**Problem A:**
In the Wikipedia criticism post, write out the passage starting at "Reading up: for" and ending at "a new manifesto.".
**Problem B:**
Based on the Wikipedia criticism post, does each statement agree with the text? Answer yes or no, and quote the words that decide it.
(i) The first lesson was reported from Abuja.
(ii) The post advises placing a criticism in one single spot.
(iii) The series is meant for bloggers and others.
**Problem C:**
Answer these questions from the Wikipedia criticism post.
(i) What category is the post filed under?
(ii) On what date was the post published?
(iii) According to the post, what should you search before typing out a new manifesto?

**Document extract:**
How to criticize Wikipedia: Lesson 1, Constructive criticism
Wednesday September 13th 2006, 12:01 am
Filed under: poetic justice

Welcome back to “How to criticize Wikipedia”, a series for bloggers and others hoping to change Wikipedia for the better.  After a brief delay, reporting live from Abuja, here is the first lesson, on constructive criticism.

Criticizing Wikipedia is a serious undertaking, and not one to be picked up lightly. You may have the world’s most incisive criticism of Wikipedia; but if you can’t express yourself in a way that will make any community member listen, being incisive won’t be enough.   Be sure that you

  • read up on past discussions along the same lines,
  • respect and take advantage of the way the Wikipedia community welcomes and responds directly to criticism,
  • place with care any criticisms, first identifying the 2 or 3 best places for them
  • assume good faith of others when wording criticisms.

Reading up: for one thing, most criticisms about Wikipedia and how it has treated your favorite writer, contributor, subject, biography, or ideology have already been stated somewhere, with cross-references and ensuing discussion and refinement, somewhere on Wikipedia itself.  For another, many controversial aspects of Wikipedia have also been the topic of policy debates, even proposed and adopted policy, and community WikiProjects.  Try searching WP for topics related to your criticism before typing out a new manifesto.

**Recorded information:**

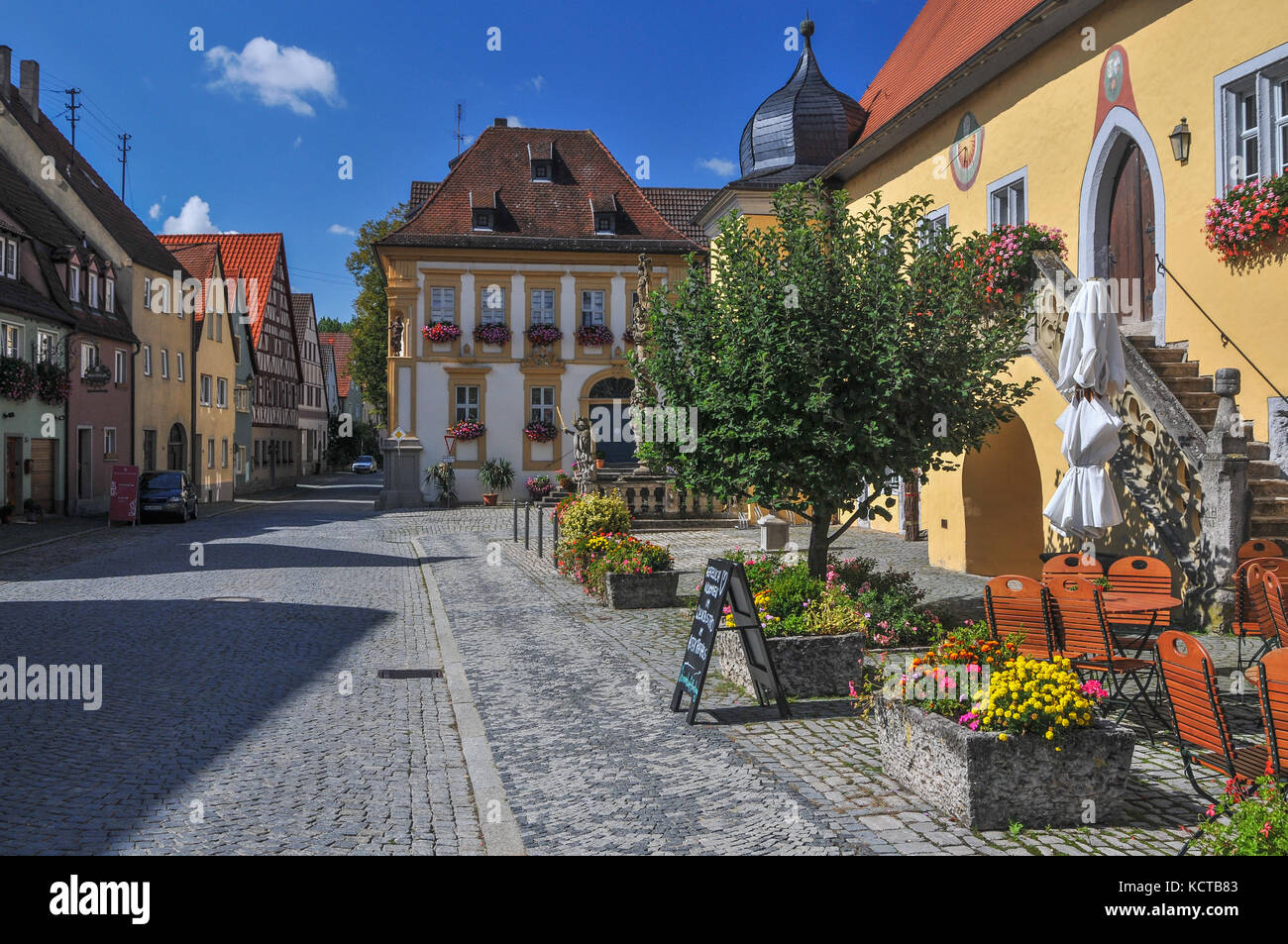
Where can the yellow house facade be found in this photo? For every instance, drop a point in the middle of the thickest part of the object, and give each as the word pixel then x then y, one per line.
pixel 1059 125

**Worked solution A:**
Reading up: for one thing, most criticisms about Wikipedia and how it has treated your favorite writer, contributor, subject, biography, or ideology have already been stated somewhere, with cross-references and ensuing discussion and refinement, somewhere on Wikipedia itself.  For another, many controversial aspects of Wikipedia have also been the topic of policy debates, even proposed and adopted policy, and community WikiProjects.  Try searching WP for topics related to your criticism before typing out a new manifesto.

**Worked solution B:**
(i) Yes: "reporting live from Abuja"
(ii) No: "first identifying the 2 or 3 best places for them"
(iii) Yes: "a series for bloggers and others hoping to change Wikipedia for the better"

**Worked solution C:**
(i) Poetic justice
(ii) Wednesday September 13th 2006
(iii) WP for topics related to your criticism